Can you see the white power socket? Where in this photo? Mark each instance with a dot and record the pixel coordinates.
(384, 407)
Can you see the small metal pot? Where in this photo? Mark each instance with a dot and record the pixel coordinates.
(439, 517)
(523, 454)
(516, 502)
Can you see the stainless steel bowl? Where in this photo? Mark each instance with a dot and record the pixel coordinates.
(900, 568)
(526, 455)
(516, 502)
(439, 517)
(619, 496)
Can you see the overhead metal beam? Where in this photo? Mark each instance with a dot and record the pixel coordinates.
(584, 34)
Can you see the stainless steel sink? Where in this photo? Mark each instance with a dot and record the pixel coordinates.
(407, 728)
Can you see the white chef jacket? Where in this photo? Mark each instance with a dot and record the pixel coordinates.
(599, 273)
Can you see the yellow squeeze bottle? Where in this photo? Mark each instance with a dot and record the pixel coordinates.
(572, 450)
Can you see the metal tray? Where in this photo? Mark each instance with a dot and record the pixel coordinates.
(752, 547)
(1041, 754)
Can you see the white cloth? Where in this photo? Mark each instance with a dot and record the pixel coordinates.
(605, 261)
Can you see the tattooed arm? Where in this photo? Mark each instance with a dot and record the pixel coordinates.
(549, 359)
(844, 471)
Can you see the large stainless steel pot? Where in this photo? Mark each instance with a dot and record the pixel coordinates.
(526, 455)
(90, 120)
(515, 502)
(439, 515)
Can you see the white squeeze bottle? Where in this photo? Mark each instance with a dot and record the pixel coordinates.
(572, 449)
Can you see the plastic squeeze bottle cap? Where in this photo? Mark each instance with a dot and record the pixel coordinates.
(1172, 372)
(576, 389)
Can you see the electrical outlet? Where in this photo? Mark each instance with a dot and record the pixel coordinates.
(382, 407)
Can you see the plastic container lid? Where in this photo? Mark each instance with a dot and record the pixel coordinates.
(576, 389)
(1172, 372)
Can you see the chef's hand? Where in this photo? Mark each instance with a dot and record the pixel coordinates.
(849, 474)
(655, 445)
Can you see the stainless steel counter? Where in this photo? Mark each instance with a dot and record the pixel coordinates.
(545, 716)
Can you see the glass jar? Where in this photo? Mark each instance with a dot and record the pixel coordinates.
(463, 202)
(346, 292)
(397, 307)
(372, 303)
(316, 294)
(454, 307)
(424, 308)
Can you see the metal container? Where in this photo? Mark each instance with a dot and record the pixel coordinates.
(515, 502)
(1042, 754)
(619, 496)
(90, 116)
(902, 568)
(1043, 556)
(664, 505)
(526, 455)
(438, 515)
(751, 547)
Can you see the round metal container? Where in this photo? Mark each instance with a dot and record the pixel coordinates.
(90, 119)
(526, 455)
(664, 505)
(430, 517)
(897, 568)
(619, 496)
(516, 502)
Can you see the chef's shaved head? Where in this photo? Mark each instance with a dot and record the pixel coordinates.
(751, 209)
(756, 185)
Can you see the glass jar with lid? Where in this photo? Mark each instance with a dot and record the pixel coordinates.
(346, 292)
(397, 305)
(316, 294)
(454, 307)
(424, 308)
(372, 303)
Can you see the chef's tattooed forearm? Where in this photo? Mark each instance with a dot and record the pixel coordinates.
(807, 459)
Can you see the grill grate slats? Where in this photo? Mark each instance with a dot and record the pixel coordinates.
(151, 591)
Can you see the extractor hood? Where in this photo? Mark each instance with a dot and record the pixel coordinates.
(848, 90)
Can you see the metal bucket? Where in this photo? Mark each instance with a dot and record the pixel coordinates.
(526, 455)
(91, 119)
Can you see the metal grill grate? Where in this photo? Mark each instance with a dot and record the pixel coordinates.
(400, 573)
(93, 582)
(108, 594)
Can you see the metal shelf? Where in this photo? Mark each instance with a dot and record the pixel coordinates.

* Task description *
Put each line of the items above into a JSON list of strings, one string per line, and leave out any blank lines.

* Exercise output *
[
  "Can you see the white power socket? Where in this photo? Mark each instance with a dot and record the pixel coordinates.",
  "(384, 407)",
  "Can you see the small metal pot? Where in this photo? Mark each instance with a dot and record the pixel coordinates.",
  "(439, 517)",
  "(523, 454)",
  "(516, 502)",
  "Can you see the stainless steel bowl? Where in this photo? Mark each instance with a dot and record the pixel coordinates.",
  "(900, 568)",
  "(526, 455)",
  "(516, 502)",
  "(439, 517)",
  "(619, 496)",
  "Can you see the overhead metal beam? Where in this photo? Mark each instance with a dot and record the pixel coordinates.",
  "(584, 34)",
  "Can you see the stainless steel sink? Where in this photo? Mark each instance with a dot and record the pixel coordinates.",
  "(407, 728)",
  "Can you see the white chef jacket? Where in this photo? Mark each instance with a dot and record the pixel coordinates.",
  "(599, 273)",
  "Can you see the yellow squeeze bottle? Where in this photo? Mark each instance with a dot and record the pixel coordinates.",
  "(572, 450)",
  "Can you see the metal tray? Where in this photo? Mark each instance with a dot and record the pixel coordinates.",
  "(752, 547)",
  "(1041, 754)",
  "Can you see the white cloth? Where in this photo? Mark each instance with a dot and record the pixel coordinates.",
  "(605, 261)",
  "Can you see the tattooed arm? Where in this photo? Mark each instance with a dot and record the pixel coordinates.",
  "(549, 359)",
  "(844, 471)",
  "Can you see the large stainless steel pot? Where in this photo? Mark each instance with a dot and record the pixel coordinates.",
  "(526, 455)",
  "(90, 120)",
  "(515, 502)",
  "(439, 515)",
  "Can you see the white squeeze bottle? Where in this photo? Mark each instance with a dot and record the pixel coordinates.",
  "(572, 449)",
  "Can you see the plastic squeeze bottle cap? Where in this photo? Mark each instance with a dot and record the pixel coordinates.",
  "(1172, 372)",
  "(576, 389)",
  "Can you see the electrical outlet? Where in this photo? Mark each instance with a dot and record the pixel coordinates.",
  "(382, 407)",
  "Can you see the plastic container lid? Where in this photo? Mark each instance with a dot and record the pixel coordinates.",
  "(576, 389)",
  "(1172, 372)",
  "Can you see the chef's hand? Where in this photo? Mark each instance with a dot and record the pixel coordinates.",
  "(849, 474)",
  "(655, 445)",
  "Can you see the stainless steel counter? Where in this photo? Mark each instance with a dot and record the pixel coordinates.",
  "(545, 716)",
  "Can you see the glass jar? Where in this photo? Mark each instance with a dot and record the pixel coordinates.",
  "(463, 202)",
  "(346, 292)",
  "(397, 307)",
  "(372, 303)",
  "(316, 294)",
  "(454, 307)",
  "(424, 308)",
  "Can you see the metal container? Where in this photo? Mark each instance with a dot and record the pixel coordinates.",
  "(515, 502)",
  "(1042, 754)",
  "(619, 496)",
  "(90, 116)",
  "(902, 568)",
  "(1043, 556)",
  "(664, 505)",
  "(526, 455)",
  "(438, 515)",
  "(751, 547)",
  "Can you see the round metal container? Where in this photo? Mark each instance with a dot and record the pixel coordinates.",
  "(90, 119)",
  "(526, 455)",
  "(664, 505)",
  "(430, 517)",
  "(897, 568)",
  "(619, 496)",
  "(516, 502)",
  "Can you see the chef's shaved head? Where in this photo? Mark each instance with a dot and record the pixel coordinates.",
  "(751, 209)",
  "(756, 185)",
  "Can you see the glass jar with lid? Where in this photo? Mark each instance with a dot and record the pixel coordinates.",
  "(346, 292)",
  "(397, 305)",
  "(316, 294)",
  "(454, 307)",
  "(424, 308)",
  "(372, 303)",
  "Can you see the chef's tattooed forearm? Where in this photo? Mark each instance with a dot and record the pixel coordinates.",
  "(807, 459)",
  "Can you see the grill grate slats? Where in this photo? Mark each instance with a dot and record the pixel coordinates.",
  "(151, 591)",
  "Can you see the extractor hood? Where in this photo? Mark each instance with a dot and record the pixel coordinates.",
  "(848, 90)",
  "Can you see the metal bucket? Where in this photo? Mark each instance with a dot and record the pixel coordinates.",
  "(526, 455)",
  "(91, 119)",
  "Can you see the metal grill grate? Where in this photo? Mark each instance with a dot and record the pixel coordinates.",
  "(400, 573)",
  "(93, 582)",
  "(108, 594)",
  "Can you see the metal shelf? Where in this photo? Mark each instance with a dot and record the pixel coordinates."
]